→ **INSTRUCTIONS FOR THE TASK**
Within the records, determine how many lines contain the word "roof". Your reply must consist of that number only.
### DATA LISTING
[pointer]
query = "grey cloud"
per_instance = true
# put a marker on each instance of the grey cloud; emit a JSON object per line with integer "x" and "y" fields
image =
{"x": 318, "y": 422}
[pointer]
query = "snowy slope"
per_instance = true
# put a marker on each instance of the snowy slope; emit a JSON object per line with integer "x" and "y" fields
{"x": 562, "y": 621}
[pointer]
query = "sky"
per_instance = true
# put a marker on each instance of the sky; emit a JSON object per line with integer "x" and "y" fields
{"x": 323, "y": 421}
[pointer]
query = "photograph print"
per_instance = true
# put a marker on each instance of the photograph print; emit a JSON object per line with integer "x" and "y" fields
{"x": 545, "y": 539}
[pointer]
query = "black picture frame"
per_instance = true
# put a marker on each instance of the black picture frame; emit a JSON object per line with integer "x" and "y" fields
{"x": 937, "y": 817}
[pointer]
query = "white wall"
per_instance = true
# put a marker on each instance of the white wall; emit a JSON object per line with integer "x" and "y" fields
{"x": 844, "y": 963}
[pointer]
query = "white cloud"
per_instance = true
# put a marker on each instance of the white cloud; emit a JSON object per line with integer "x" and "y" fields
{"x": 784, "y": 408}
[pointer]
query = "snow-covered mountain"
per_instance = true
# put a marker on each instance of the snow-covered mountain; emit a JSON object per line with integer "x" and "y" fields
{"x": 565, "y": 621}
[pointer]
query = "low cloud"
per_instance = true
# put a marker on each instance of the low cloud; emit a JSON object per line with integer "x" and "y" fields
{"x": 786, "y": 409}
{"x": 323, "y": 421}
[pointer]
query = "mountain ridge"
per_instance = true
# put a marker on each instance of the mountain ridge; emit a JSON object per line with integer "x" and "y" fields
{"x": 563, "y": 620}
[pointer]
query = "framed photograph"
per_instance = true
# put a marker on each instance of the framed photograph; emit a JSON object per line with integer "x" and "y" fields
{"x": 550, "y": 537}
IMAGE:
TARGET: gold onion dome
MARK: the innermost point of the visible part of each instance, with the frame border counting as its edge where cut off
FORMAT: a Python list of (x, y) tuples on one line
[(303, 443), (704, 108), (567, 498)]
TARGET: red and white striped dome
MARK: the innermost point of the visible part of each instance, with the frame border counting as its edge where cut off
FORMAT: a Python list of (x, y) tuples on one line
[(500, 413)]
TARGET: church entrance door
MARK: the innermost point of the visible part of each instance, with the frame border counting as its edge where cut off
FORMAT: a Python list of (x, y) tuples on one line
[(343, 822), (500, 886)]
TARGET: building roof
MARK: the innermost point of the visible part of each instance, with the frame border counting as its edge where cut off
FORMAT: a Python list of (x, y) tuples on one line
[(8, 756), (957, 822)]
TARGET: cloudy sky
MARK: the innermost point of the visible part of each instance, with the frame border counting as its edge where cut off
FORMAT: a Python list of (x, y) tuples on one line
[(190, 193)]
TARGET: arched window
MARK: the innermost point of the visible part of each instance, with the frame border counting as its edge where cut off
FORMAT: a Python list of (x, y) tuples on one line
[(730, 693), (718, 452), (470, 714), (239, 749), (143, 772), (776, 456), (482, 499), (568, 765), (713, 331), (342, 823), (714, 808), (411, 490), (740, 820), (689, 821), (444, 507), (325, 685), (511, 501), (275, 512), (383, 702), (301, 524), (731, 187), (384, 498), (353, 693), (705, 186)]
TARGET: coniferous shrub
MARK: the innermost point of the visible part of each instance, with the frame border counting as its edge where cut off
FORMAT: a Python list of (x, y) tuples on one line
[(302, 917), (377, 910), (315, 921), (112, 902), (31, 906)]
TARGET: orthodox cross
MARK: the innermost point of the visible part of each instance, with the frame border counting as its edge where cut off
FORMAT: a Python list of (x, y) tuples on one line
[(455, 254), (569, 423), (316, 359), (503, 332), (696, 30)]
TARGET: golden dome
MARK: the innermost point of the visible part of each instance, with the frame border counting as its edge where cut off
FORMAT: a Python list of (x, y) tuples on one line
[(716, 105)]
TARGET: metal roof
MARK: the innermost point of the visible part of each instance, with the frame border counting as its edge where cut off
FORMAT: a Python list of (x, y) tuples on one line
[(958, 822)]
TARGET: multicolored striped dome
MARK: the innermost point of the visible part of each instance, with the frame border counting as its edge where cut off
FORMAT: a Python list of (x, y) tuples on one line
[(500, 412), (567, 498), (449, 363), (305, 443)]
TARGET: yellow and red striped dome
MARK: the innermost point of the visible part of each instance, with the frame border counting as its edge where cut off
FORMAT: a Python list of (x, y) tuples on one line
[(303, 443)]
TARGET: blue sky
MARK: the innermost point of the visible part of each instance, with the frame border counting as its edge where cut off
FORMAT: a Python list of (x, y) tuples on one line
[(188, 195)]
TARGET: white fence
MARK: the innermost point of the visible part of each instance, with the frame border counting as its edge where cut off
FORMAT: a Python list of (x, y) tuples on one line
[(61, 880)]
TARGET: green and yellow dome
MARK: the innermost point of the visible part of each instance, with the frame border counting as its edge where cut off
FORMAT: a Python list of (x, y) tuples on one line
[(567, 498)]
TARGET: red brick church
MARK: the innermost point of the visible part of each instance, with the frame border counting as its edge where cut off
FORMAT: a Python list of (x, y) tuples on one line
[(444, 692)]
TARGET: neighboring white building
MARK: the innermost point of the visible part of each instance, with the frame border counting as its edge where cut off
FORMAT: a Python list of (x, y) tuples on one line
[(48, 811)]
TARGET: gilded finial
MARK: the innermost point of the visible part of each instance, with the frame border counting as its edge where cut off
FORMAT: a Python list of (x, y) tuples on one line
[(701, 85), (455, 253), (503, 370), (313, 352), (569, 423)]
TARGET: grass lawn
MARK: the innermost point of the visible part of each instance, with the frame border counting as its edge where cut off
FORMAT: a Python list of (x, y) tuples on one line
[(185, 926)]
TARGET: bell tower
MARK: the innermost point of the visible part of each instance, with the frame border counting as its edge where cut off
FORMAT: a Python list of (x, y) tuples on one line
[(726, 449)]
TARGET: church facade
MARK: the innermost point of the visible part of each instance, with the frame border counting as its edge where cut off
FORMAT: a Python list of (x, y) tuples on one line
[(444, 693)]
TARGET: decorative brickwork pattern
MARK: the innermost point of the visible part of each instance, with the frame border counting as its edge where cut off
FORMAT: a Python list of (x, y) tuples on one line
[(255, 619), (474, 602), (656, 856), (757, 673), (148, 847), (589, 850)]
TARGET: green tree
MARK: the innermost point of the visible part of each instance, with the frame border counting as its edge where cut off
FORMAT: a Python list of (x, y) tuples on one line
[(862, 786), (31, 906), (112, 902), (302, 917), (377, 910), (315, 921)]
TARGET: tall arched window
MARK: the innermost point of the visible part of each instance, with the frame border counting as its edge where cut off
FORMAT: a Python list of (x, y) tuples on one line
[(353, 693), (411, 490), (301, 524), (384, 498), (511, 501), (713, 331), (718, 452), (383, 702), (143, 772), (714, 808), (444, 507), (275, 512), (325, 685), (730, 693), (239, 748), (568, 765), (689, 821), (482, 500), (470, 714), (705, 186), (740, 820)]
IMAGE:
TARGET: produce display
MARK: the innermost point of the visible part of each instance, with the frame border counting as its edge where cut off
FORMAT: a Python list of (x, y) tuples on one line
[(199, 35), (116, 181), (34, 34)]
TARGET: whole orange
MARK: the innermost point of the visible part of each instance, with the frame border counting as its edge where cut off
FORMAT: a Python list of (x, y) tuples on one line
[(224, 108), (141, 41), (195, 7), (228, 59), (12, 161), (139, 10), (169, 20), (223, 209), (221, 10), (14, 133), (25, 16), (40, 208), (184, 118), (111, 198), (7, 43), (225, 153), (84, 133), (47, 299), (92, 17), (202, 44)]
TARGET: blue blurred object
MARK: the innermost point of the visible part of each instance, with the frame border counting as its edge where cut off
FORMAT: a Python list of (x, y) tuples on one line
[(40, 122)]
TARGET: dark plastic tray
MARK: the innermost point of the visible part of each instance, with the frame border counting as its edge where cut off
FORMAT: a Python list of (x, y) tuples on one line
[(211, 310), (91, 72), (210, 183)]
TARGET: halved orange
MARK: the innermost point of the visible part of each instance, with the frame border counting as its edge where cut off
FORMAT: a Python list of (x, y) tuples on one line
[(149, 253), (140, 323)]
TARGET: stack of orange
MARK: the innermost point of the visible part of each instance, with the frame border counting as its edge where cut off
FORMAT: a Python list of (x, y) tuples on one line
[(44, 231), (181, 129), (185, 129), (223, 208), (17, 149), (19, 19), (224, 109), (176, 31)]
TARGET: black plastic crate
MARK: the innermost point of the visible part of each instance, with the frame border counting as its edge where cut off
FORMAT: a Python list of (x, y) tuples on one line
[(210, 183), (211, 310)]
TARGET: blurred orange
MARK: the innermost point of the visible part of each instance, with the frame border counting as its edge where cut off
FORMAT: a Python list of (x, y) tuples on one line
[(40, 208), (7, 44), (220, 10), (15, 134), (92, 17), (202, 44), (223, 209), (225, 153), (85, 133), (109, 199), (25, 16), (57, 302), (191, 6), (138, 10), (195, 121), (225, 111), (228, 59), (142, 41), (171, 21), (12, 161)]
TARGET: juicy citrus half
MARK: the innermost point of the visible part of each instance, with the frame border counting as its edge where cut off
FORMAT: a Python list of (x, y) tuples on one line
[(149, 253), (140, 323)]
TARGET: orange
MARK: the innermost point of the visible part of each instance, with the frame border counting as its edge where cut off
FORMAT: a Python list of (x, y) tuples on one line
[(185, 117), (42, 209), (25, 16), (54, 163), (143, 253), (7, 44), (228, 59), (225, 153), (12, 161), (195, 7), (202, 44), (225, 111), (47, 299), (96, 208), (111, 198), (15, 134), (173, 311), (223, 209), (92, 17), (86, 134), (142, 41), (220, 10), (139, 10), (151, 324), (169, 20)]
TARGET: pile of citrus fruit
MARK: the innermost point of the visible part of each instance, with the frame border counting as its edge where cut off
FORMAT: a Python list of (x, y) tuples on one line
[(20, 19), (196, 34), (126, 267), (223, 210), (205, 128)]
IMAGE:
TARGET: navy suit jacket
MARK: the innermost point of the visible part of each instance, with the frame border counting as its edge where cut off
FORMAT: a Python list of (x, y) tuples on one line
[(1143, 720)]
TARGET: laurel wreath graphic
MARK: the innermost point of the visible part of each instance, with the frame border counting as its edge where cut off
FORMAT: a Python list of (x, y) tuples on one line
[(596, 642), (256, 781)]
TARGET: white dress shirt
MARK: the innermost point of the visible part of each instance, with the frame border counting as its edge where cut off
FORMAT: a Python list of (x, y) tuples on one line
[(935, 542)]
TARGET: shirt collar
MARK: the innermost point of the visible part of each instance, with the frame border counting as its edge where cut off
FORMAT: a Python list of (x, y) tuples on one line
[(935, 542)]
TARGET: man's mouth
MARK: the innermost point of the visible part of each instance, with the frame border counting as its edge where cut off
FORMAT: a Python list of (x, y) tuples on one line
######
→ **OUTPUT FOR THIS EXERCISE**
2